Change every "indicate" in the material below to "mark" and reproduce the material with nothing else altered.

## START Input data

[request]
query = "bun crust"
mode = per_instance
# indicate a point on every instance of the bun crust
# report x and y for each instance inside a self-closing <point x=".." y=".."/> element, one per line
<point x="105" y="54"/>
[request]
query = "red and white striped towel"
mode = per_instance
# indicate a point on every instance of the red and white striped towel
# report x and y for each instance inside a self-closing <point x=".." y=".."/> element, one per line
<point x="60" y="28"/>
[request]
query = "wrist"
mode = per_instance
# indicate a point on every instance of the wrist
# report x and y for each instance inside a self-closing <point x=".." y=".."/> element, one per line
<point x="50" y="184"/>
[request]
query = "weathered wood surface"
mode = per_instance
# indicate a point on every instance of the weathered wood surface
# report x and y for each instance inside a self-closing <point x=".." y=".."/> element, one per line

## END Input data

■ Result
[request]
query = "bun crust"
mode = per_instance
# mark a point on every instance of the bun crust
# report x and y for each instance inside a self-closing <point x=".." y=".."/> element, one per line
<point x="105" y="54"/>
[request]
query = "red and white striped towel"
mode = per_instance
# mark a point on every instance of the red and white striped towel
# report x and y for each instance inside a self-closing <point x=".." y=".."/> element, one per line
<point x="60" y="28"/>
[request]
query = "wrist"
mode = per_instance
# mark a point on every instance of the wrist
# report x and y for each instance inside a self-closing <point x=".." y=".."/> element, one per line
<point x="50" y="184"/>
[request]
query = "weathered wood surface"
mode = per_instance
# mark a point on every instance of the weathered wood surface
# report x and y for each instance inside a self-closing <point x=".." y=".."/> element, one per line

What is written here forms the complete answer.